* **Reading text**:

What is a Neighborhood Watch?
“Neighborhood Watch, Block Watch, Town Watch, Apartment Watch, Crime Watch — no
matter what it’s called, this is one of the most effective and least costly answers to crime.
Watch groups are a foundation of community crime prevention, they can be a stepping
stone to community revitalization.” — National Crime Prevention Council
A neighborhood watch (also called a crime watch, block watch, town watch, etc.) is a crime prevention concept, where citizen members or residents of a given community organize and agree to report suspicious activities observed on one another’s properties, patrolling streets, providing general crime deterrence by being present and observant — and, above all, reporting suspicious incidents to the police.
Neighborhood Watch Programs fight the isolation and separation that crime creates and feeds upon. It forges bonds among area residents and businesses, helps reduce burglaries and robberies, and improves relations between police and the communities they serve.
The aim of neighborhood watch includes educating residents of a community on security and safety and achieving safe and secure neighborhoods. However, when a criminal activity is suspected, members are encouraged to report to authorities, and not to intervene.
In the United States, neighborhood watch builds on the concept of a “town watch” by “watchmen” in Colonial America.
What Do You ‘Watch’ For?

* **Exercise set**:
#1 In the neighborhood watch text, what are members encouraged to do when they suspect criminal activity?
#2 Write the next part of the neighborhood watch text, picking up after its final line.

* **Extracted data**:
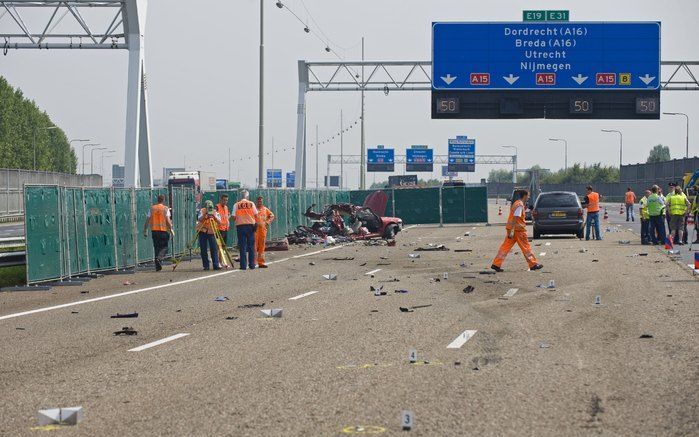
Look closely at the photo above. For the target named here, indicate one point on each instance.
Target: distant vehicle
(558, 212)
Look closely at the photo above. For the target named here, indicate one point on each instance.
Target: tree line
(23, 130)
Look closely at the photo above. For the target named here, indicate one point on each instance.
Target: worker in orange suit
(516, 233)
(264, 218)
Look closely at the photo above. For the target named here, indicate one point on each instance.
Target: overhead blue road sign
(419, 159)
(462, 155)
(544, 56)
(380, 159)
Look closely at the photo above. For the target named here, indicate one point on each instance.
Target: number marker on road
(159, 342)
(461, 339)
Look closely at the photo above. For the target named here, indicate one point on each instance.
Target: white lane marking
(461, 339)
(511, 292)
(303, 295)
(320, 251)
(159, 342)
(127, 293)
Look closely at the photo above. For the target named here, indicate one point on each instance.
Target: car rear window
(557, 201)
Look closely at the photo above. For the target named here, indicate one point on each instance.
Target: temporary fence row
(73, 231)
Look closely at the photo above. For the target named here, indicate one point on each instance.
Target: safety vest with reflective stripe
(593, 202)
(678, 205)
(158, 217)
(516, 223)
(244, 213)
(223, 212)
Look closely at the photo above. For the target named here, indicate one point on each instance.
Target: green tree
(23, 127)
(659, 153)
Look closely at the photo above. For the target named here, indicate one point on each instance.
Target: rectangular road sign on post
(508, 56)
(380, 160)
(419, 159)
(462, 154)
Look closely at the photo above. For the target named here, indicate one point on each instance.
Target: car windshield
(557, 200)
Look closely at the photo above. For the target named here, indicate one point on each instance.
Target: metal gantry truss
(91, 24)
(390, 76)
(17, 20)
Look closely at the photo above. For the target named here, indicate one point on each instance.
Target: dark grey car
(558, 212)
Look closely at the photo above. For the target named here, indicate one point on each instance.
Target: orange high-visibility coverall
(519, 226)
(264, 218)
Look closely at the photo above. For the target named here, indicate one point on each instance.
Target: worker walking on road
(630, 200)
(208, 219)
(264, 218)
(656, 212)
(677, 205)
(245, 216)
(222, 209)
(645, 218)
(516, 233)
(160, 229)
(591, 202)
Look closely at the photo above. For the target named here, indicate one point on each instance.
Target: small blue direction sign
(546, 55)
(462, 154)
(419, 159)
(380, 160)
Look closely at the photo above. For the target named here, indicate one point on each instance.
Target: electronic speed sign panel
(419, 159)
(546, 69)
(380, 160)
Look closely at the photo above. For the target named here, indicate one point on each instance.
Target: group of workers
(251, 220)
(676, 208)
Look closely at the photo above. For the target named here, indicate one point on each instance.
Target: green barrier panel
(43, 230)
(99, 226)
(416, 206)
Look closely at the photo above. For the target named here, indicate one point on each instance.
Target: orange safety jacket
(223, 212)
(516, 223)
(593, 202)
(244, 213)
(264, 216)
(158, 217)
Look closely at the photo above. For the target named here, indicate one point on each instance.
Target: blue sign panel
(419, 160)
(462, 154)
(380, 160)
(274, 178)
(548, 55)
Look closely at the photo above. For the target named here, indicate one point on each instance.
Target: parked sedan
(558, 212)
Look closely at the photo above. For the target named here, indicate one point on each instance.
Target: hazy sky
(202, 67)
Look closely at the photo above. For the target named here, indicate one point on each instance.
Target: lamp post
(621, 144)
(92, 158)
(686, 155)
(514, 166)
(43, 128)
(566, 150)
(84, 146)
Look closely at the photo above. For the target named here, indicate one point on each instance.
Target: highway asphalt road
(543, 362)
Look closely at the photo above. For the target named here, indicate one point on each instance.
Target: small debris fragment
(126, 330)
(124, 316)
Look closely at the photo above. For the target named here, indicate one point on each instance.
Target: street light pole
(621, 145)
(566, 150)
(686, 155)
(514, 163)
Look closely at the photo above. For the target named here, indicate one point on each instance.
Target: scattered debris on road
(126, 330)
(124, 316)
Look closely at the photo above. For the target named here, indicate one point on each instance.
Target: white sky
(202, 67)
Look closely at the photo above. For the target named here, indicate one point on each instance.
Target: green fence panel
(126, 228)
(99, 227)
(476, 204)
(43, 232)
(416, 206)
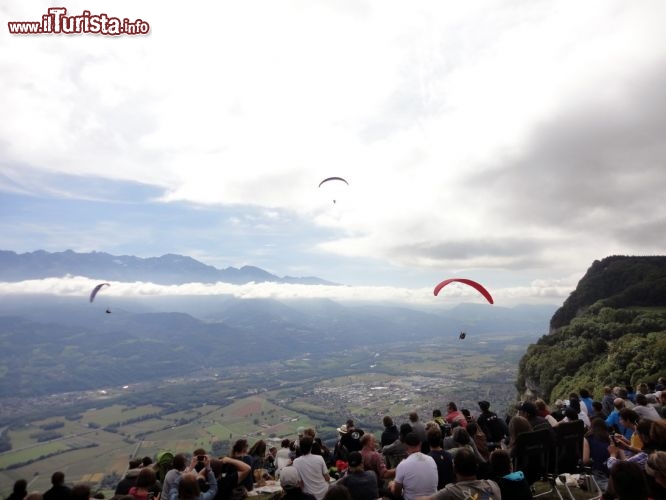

* **Answers for the exercise**:
#1 They are encouraged to report it to authorities and not to intervene.

#2
- Someone looking into windows and parked cars
- Unusual noises
- Property being taken out of houses where no one is at home or a business is closed
- Cars, vans, or trucks moving slowly without apparent destination, or without lights
- Anyone being forced into a vehicle
- A stranger sitting in a car or stopping to talk to a child
- Abandoned cars
- Vandalism or gang activity
- Someone screaming or shouting for help
- Reduction in crime
- Partnerships with local law enforcement and your neighbors
- A more secure and better prepared hometown
- A more united community
It works. Throughout the country, dramatic decreases in burglary and related offenses are reported by law enforcement professionals in communities with active Watch Programs.
VIDEO: “San Pedro Neighborhood Watch Tough on Crime”
Starting Your Own Neighborhood Watch
- Form a small planning committee with your neighbors.
- Gather the facts about crime in your neighborhood. Check police reports, know where sex offenders are registered and reside in your communities, and review local crime data.
- Contact the local police or sheriffs’ department, or local crime prevention organization, to discuss Neighborhood Watch and local crime problems. Invite a law enforcement officer to attend your meeting.
- Publicize your meeting at least one week in advance with door-to-door fliers and follow up with phone calls the day before. Use this as an opportunity to get to know your neighbors — a connected community, is a safer community.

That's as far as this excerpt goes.